What is required: Below are some records; reproduce them exactly.

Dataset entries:
>>>

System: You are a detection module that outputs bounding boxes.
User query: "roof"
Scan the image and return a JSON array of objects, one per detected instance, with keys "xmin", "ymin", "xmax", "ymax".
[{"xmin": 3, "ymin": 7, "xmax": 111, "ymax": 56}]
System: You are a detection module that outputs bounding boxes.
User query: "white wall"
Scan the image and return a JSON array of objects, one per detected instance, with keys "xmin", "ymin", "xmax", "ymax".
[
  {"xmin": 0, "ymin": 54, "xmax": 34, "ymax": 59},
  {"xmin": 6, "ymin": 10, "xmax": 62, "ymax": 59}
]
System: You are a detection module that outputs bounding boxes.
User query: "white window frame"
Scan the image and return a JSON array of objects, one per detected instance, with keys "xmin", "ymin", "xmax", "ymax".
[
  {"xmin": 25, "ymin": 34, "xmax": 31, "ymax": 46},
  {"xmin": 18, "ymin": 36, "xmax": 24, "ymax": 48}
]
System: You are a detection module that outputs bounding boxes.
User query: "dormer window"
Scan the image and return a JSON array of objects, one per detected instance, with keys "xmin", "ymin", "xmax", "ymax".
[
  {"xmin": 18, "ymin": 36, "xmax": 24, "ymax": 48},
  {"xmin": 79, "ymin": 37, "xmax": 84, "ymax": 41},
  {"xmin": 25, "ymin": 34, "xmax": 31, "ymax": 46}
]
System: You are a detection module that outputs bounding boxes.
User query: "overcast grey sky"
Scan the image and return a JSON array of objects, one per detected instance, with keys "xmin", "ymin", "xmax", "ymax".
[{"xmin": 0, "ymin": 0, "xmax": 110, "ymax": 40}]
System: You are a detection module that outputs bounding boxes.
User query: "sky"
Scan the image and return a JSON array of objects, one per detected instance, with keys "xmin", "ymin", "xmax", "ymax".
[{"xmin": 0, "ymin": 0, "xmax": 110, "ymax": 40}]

<<<

Answer for this exercise:
System: You are a detection module that outputs bounding boxes.
User query: "roof"
Scan the image and return a JSON array of objects, one per detected instance, with keys "xmin", "ymin", "xmax", "ymax".
[{"xmin": 3, "ymin": 7, "xmax": 111, "ymax": 56}]
System: You are a detection module that outputs bounding boxes.
User query: "white wall"
Scan the image and return a JSON array of objects, one per detected instance, with keys "xmin", "ymin", "xmax", "ymax".
[
  {"xmin": 0, "ymin": 54, "xmax": 34, "ymax": 59},
  {"xmin": 6, "ymin": 10, "xmax": 62, "ymax": 59}
]
System: You are a detection module that outputs bounding boxes.
User query: "white window frame"
Scan the image and return a JSON array of objects, one per detected instance, with keys "xmin", "ymin", "xmax", "ymax".
[
  {"xmin": 25, "ymin": 34, "xmax": 31, "ymax": 46},
  {"xmin": 18, "ymin": 36, "xmax": 24, "ymax": 48}
]
System: You are a detection module that outputs bounding boxes.
User query: "dormer window"
Scan the image and return a JSON array of objects, one per detected instance, with keys "xmin", "ymin", "xmax", "ymax".
[
  {"xmin": 18, "ymin": 36, "xmax": 24, "ymax": 48},
  {"xmin": 79, "ymin": 37, "xmax": 84, "ymax": 41},
  {"xmin": 25, "ymin": 34, "xmax": 31, "ymax": 46}
]
System: You are a detection module that outputs bounding boxes.
User query: "overcast grey sky"
Scan the image and return a JSON array of objects, one per detected instance, with keys "xmin", "ymin", "xmax", "ymax".
[{"xmin": 0, "ymin": 0, "xmax": 110, "ymax": 40}]
System: You are a detection module that outputs bounding boxes.
User query: "sky"
Scan the image and return a JSON array of objects, one per detected instance, with keys "xmin", "ymin", "xmax", "ymax".
[{"xmin": 0, "ymin": 0, "xmax": 110, "ymax": 40}]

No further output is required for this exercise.